Work item — In this exercise, retype exactly and only the lines from the top of the entries below through the line that holds "out the scratched", omitting pictures.

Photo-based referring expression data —
════════════════
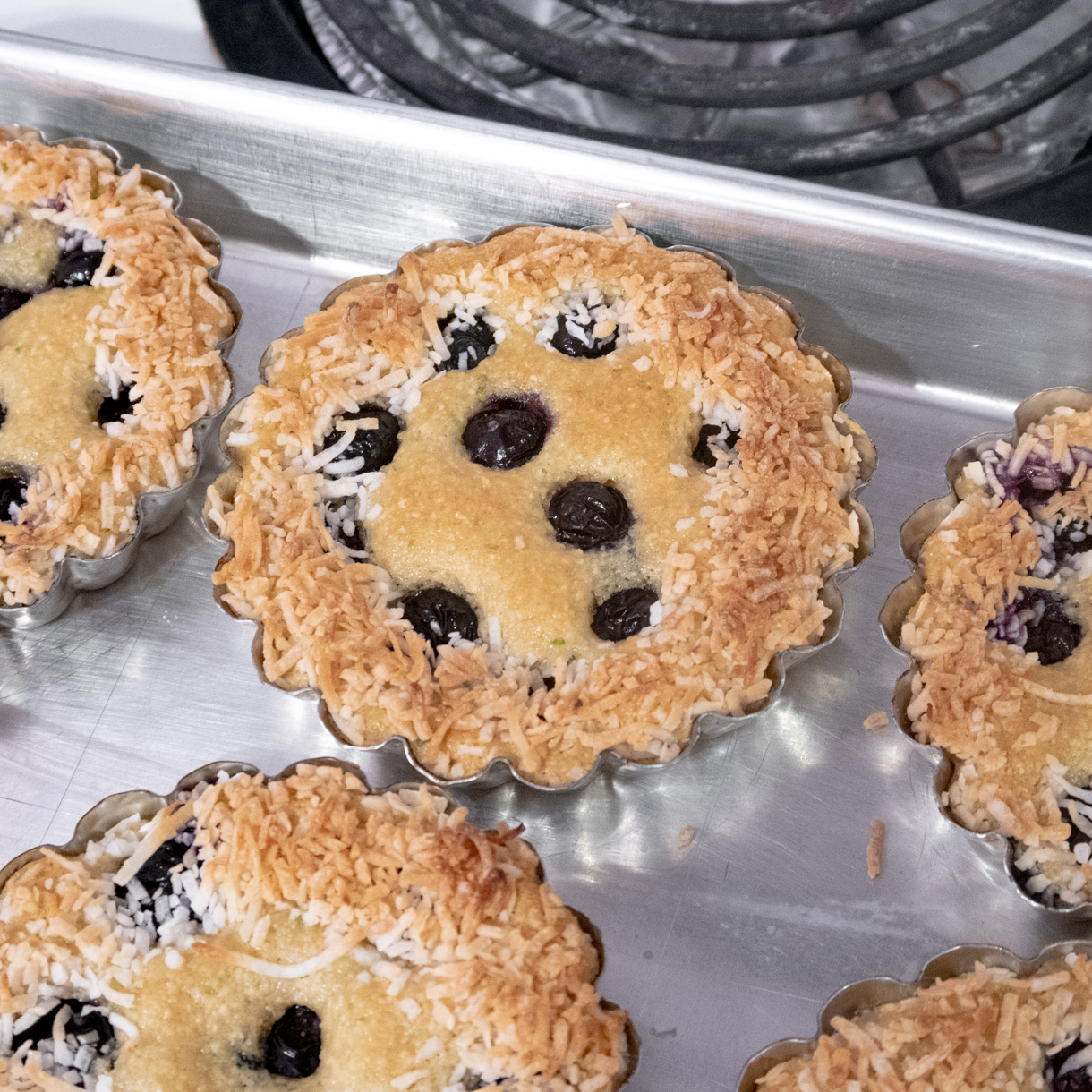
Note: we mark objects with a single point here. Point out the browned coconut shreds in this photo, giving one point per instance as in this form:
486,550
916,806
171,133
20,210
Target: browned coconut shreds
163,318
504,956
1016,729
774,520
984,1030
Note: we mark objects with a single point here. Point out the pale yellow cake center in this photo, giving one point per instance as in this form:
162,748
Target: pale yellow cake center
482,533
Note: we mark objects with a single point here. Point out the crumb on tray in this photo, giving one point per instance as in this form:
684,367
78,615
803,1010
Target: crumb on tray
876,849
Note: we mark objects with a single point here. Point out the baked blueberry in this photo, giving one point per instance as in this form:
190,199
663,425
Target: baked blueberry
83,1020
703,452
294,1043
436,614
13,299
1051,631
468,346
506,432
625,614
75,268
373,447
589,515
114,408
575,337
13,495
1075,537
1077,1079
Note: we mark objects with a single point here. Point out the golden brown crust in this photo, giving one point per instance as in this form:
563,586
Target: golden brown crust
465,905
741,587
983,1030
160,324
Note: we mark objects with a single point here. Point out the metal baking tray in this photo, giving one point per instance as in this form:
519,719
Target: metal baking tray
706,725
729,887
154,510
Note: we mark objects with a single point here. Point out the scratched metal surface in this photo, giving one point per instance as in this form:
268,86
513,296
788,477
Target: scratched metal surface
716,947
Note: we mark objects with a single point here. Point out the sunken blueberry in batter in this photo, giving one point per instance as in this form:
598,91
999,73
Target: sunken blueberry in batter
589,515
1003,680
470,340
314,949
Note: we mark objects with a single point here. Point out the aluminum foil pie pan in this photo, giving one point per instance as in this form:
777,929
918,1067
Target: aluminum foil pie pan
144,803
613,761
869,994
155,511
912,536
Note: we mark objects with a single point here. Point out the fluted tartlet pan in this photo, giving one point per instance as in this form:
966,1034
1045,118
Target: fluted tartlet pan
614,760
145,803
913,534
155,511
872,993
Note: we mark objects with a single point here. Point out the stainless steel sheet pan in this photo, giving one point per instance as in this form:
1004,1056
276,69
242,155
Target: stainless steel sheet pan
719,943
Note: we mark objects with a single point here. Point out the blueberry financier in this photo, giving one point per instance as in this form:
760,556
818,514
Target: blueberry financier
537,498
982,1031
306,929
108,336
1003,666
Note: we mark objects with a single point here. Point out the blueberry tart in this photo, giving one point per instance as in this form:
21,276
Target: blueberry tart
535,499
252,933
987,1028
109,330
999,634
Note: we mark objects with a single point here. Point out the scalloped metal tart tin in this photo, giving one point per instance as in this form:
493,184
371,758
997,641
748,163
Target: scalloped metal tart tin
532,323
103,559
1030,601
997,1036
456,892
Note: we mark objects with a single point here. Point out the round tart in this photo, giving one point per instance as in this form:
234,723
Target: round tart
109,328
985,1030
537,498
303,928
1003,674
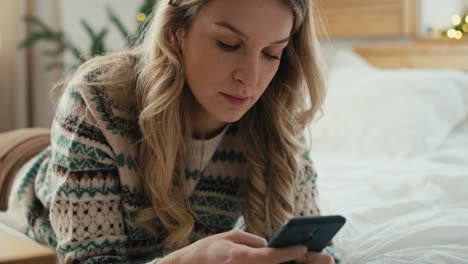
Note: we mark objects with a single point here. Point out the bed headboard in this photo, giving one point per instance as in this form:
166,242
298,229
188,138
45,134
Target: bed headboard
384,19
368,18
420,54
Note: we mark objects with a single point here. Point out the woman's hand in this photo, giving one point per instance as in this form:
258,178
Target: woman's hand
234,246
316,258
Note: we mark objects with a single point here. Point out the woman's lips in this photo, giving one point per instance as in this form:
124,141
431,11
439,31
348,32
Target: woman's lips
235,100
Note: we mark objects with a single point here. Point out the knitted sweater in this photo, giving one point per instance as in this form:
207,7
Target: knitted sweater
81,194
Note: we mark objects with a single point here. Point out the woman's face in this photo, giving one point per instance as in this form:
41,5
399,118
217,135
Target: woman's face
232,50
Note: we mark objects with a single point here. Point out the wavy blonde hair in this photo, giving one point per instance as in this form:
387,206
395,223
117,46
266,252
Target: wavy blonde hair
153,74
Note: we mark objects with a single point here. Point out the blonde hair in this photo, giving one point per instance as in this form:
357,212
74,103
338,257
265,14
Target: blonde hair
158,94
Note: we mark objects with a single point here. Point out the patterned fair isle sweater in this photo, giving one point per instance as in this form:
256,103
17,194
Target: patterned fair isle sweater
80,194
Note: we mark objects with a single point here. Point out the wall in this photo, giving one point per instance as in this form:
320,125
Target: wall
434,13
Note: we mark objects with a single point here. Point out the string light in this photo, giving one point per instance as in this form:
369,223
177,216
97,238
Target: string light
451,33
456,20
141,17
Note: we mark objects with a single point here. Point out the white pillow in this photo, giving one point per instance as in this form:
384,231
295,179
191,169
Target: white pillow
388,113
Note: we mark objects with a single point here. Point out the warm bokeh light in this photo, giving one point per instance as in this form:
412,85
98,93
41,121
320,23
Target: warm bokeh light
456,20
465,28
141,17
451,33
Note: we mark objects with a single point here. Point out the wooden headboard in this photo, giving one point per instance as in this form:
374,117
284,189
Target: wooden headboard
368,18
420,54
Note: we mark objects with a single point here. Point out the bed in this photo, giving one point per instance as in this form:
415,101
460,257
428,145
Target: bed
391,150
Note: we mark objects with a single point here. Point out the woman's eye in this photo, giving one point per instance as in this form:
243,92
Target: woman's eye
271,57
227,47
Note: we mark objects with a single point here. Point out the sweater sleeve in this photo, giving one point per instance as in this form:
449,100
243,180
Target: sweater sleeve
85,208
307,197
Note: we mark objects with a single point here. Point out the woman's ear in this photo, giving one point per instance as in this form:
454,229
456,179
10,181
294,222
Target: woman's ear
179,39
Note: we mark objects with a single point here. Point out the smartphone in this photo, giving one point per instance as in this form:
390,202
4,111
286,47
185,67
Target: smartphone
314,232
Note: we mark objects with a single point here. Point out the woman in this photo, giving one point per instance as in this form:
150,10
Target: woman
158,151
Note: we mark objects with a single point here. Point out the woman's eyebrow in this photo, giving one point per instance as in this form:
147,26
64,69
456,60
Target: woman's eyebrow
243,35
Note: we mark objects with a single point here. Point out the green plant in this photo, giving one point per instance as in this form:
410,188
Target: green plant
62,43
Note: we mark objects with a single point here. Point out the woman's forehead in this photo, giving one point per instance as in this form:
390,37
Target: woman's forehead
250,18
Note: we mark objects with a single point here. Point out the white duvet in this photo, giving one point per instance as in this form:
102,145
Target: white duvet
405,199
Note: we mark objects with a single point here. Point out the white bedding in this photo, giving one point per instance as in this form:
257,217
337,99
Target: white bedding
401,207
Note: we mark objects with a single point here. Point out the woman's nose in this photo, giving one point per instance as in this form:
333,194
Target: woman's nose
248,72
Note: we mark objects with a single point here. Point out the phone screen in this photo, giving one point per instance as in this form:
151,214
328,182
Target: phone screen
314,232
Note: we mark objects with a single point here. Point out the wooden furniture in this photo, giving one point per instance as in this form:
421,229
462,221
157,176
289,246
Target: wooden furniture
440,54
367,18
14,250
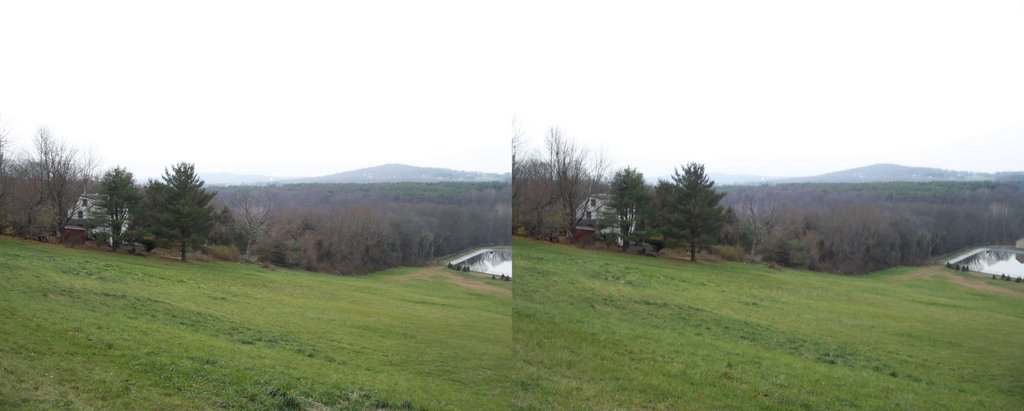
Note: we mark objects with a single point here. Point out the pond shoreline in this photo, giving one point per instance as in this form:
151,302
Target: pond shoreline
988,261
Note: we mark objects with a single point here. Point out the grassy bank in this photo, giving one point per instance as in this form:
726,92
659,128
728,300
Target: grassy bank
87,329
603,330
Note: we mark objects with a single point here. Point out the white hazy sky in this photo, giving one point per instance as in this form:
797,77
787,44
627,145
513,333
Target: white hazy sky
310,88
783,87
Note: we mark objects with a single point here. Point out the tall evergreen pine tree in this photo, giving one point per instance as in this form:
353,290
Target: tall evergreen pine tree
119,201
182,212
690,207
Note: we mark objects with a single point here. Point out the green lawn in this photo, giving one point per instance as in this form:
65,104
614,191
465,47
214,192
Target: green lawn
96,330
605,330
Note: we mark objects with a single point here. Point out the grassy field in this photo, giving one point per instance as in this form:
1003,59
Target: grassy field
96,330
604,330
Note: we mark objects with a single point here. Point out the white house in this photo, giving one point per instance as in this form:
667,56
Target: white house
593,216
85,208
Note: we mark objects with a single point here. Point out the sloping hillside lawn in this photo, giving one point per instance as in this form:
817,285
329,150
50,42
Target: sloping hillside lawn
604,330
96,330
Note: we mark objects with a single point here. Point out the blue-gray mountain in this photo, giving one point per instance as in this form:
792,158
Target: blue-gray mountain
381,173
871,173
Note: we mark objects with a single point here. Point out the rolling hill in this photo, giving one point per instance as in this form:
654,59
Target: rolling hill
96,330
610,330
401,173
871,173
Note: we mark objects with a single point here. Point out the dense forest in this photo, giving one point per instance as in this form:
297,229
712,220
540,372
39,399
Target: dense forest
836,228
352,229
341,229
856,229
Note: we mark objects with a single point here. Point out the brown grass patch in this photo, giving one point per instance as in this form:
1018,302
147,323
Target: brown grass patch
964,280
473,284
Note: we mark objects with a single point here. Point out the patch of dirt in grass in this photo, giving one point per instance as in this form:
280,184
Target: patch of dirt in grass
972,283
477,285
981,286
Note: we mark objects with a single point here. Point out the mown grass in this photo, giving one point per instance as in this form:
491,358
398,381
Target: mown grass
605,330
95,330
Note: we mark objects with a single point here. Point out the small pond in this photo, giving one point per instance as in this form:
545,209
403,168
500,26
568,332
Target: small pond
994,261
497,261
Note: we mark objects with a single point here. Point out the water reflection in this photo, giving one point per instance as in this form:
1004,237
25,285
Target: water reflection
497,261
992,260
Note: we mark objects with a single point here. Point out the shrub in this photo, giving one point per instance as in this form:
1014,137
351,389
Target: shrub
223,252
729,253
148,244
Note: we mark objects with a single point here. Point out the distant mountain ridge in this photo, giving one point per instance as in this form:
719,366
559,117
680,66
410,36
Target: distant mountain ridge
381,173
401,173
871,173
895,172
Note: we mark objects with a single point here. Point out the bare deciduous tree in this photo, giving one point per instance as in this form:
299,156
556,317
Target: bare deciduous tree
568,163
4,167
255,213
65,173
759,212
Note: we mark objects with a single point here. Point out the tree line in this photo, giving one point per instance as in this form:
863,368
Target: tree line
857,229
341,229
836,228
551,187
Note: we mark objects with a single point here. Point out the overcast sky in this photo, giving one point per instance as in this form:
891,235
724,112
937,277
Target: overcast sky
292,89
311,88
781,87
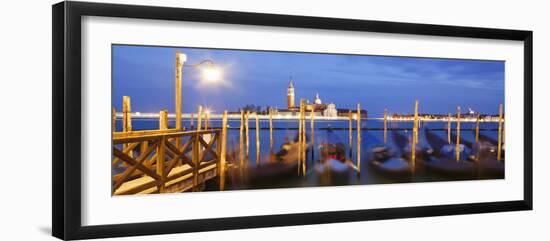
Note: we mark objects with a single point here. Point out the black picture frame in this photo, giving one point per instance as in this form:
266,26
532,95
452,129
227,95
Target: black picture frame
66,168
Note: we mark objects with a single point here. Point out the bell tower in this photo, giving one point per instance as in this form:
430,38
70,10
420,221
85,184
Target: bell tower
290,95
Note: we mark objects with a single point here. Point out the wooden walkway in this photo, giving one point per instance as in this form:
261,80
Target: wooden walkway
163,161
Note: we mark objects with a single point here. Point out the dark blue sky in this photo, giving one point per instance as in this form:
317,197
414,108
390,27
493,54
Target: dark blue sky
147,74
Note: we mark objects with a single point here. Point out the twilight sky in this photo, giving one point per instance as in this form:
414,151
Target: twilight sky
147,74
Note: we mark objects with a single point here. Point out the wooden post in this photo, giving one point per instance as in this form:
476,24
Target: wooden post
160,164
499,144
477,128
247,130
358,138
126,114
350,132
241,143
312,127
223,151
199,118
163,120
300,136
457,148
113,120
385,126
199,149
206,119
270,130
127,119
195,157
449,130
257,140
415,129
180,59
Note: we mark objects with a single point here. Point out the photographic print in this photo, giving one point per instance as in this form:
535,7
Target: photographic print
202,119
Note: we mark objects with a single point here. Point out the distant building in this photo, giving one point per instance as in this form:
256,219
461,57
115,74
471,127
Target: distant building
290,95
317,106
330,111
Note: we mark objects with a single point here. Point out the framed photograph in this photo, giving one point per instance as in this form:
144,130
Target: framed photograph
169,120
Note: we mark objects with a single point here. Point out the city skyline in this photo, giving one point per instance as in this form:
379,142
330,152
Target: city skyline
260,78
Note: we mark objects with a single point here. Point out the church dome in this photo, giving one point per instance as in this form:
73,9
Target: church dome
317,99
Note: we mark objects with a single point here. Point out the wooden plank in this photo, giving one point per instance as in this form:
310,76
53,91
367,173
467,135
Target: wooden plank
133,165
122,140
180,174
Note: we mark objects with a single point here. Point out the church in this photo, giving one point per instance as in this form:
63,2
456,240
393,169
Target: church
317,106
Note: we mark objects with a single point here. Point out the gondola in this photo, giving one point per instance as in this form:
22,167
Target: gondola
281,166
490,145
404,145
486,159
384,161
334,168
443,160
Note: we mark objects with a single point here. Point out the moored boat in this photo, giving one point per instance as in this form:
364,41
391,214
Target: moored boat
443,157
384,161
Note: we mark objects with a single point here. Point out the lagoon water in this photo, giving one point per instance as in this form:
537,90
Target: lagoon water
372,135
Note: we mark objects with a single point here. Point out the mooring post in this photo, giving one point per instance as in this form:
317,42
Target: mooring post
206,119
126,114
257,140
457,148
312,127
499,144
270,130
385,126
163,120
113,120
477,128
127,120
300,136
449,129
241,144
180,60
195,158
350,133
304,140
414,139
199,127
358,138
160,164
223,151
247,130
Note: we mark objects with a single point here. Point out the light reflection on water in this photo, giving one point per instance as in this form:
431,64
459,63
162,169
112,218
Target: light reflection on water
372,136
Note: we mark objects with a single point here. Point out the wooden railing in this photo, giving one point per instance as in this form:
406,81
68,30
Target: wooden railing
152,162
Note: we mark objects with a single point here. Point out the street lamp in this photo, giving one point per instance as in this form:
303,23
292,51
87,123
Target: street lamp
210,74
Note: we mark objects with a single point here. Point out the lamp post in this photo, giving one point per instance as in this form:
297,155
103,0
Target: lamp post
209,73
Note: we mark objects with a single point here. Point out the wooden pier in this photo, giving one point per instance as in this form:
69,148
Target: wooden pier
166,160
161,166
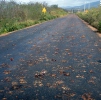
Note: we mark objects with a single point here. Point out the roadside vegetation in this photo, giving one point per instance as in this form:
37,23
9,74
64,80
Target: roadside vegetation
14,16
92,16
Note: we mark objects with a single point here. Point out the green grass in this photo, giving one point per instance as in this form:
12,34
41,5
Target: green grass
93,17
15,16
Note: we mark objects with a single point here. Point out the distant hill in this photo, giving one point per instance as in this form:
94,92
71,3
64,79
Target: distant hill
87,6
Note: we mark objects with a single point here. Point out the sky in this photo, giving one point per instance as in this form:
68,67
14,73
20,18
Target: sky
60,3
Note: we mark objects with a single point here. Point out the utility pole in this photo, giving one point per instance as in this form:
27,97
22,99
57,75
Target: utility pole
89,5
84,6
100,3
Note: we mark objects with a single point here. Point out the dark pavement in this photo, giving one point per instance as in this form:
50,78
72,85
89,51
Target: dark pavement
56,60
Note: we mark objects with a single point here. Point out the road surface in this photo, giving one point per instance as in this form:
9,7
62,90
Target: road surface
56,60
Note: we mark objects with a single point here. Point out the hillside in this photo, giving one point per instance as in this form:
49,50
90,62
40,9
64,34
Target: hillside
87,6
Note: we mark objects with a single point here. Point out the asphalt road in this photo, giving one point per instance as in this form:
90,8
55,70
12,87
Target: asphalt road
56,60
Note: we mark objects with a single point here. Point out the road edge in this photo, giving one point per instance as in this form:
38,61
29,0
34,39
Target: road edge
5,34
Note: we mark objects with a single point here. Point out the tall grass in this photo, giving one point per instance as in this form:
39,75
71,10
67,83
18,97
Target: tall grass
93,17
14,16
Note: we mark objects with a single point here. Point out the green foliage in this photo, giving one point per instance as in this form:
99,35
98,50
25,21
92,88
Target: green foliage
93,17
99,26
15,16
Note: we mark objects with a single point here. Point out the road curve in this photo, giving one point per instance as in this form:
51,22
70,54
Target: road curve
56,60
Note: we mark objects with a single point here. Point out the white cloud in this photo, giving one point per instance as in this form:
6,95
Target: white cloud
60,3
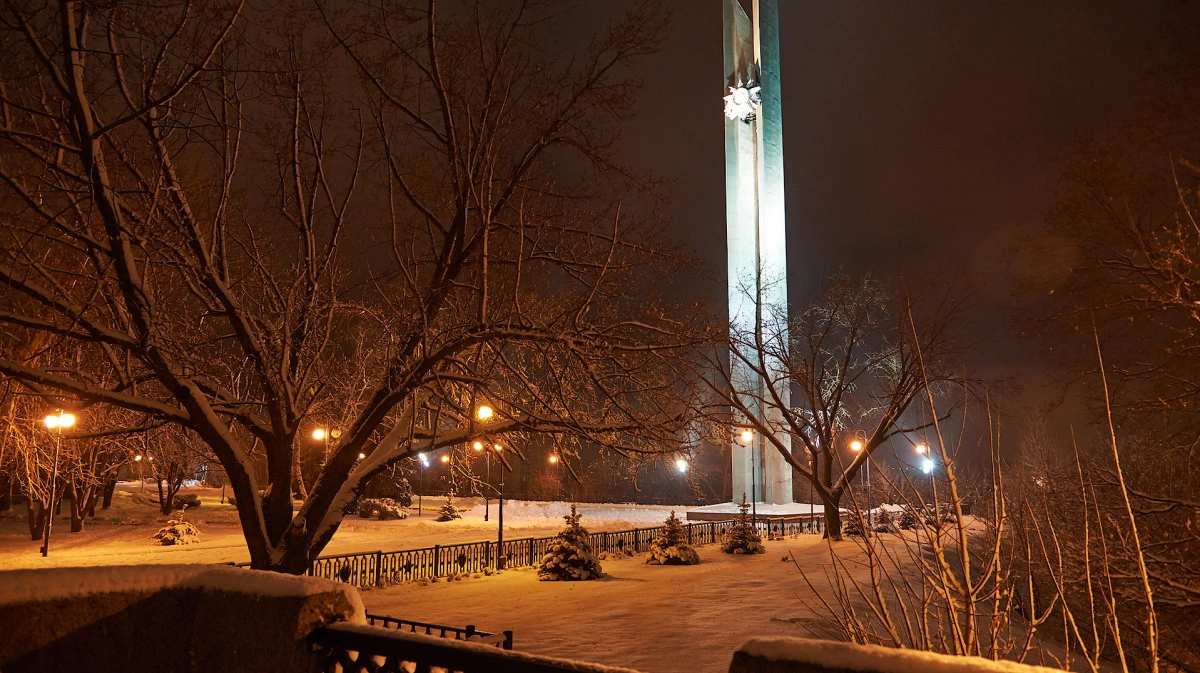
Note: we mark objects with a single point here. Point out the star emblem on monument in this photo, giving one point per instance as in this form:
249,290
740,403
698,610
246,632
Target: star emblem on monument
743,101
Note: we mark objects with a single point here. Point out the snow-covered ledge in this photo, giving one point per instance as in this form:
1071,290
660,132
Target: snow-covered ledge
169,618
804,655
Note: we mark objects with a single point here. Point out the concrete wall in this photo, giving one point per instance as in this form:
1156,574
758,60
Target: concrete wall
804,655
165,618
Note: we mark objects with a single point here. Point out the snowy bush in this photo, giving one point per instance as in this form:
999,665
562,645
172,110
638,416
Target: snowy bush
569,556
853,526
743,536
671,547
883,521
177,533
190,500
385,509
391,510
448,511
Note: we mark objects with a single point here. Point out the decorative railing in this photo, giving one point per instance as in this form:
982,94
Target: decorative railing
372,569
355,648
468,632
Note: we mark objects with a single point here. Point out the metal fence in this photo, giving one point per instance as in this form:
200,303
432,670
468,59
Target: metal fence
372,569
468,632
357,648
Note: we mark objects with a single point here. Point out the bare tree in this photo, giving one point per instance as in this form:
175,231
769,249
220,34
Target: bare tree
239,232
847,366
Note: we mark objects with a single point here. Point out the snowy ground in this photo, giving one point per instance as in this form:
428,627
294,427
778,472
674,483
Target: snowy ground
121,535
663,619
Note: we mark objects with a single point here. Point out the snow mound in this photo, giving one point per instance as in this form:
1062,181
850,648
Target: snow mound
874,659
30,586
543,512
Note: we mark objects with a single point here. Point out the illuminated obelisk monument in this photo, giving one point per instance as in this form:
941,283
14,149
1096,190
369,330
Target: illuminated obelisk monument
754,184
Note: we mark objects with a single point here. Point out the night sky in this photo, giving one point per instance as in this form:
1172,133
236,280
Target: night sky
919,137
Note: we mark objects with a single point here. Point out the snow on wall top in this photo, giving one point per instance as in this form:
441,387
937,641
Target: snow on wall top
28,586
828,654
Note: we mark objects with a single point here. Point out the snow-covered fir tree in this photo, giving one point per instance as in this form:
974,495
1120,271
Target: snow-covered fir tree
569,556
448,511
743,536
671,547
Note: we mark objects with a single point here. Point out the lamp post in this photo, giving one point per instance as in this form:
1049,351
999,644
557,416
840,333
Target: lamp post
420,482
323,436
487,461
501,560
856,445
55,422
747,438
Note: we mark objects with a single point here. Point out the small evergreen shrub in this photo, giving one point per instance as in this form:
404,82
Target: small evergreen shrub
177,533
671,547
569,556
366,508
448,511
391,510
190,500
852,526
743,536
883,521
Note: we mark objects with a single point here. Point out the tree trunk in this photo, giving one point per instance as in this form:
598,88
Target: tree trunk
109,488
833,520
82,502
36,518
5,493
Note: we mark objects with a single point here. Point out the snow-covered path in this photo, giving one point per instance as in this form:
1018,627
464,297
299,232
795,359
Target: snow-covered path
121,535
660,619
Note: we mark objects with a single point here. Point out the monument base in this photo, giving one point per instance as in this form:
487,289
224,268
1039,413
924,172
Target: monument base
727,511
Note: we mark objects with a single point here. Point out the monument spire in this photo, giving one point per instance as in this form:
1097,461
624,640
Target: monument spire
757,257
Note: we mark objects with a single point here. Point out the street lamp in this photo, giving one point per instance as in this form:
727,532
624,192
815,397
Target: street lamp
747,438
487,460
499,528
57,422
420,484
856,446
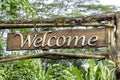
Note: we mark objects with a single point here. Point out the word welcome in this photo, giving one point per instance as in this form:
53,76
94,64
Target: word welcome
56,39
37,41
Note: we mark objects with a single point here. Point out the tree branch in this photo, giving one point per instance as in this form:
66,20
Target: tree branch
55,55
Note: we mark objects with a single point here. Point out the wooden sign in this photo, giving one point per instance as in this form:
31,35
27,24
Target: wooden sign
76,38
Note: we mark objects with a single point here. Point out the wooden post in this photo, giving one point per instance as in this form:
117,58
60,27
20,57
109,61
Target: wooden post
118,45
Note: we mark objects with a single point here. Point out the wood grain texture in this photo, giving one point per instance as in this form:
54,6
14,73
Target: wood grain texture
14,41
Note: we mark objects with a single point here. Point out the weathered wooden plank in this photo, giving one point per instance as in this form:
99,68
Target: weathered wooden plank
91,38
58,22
════════════════
Response —
Note: we mark objects with a single point here. Point out the browned coconut shreds in this photo, giving one point per instance as in this form:
486,550
916,806
171,133
20,210
Target: browned coconut shreds
163,318
504,956
1016,729
774,520
984,1030
Note: we mark objects with a single point here. Point out the pale yellow cake center in this photo, giving one point per instance as in this form:
162,748
Target: pale yellow cake center
482,533
Note: we mark objects with a single point here. Point out the crumb on tray in this photo, giving one point per instance as in this form:
684,367
78,615
803,1010
Target: crumb on tray
876,849
Note: we mark objects with a single point here. Point out the baked blueberry in this photo, giving one point per instance as in this form:
190,199
663,425
Target: baked blueberry
83,1020
703,452
294,1043
436,614
13,299
1051,631
468,346
506,432
625,614
75,268
373,447
589,515
114,408
575,337
13,495
1075,537
1077,1079
Note: we mark objects with a single point here. Point out the golden brown crust in this photo, giving one point per instance as in this form:
563,586
Target: golden brown crust
465,905
741,587
983,1030
160,324
Note: we mark objects with a single point here. Point out the metal baking tray in this photo, giving one point per instance as in this form:
519,719
Target: metal baking tray
706,725
729,887
154,510
Note: we mark objects with a single point here. Point out the scratched metal surface in this photo, giving one point per instance as in this form:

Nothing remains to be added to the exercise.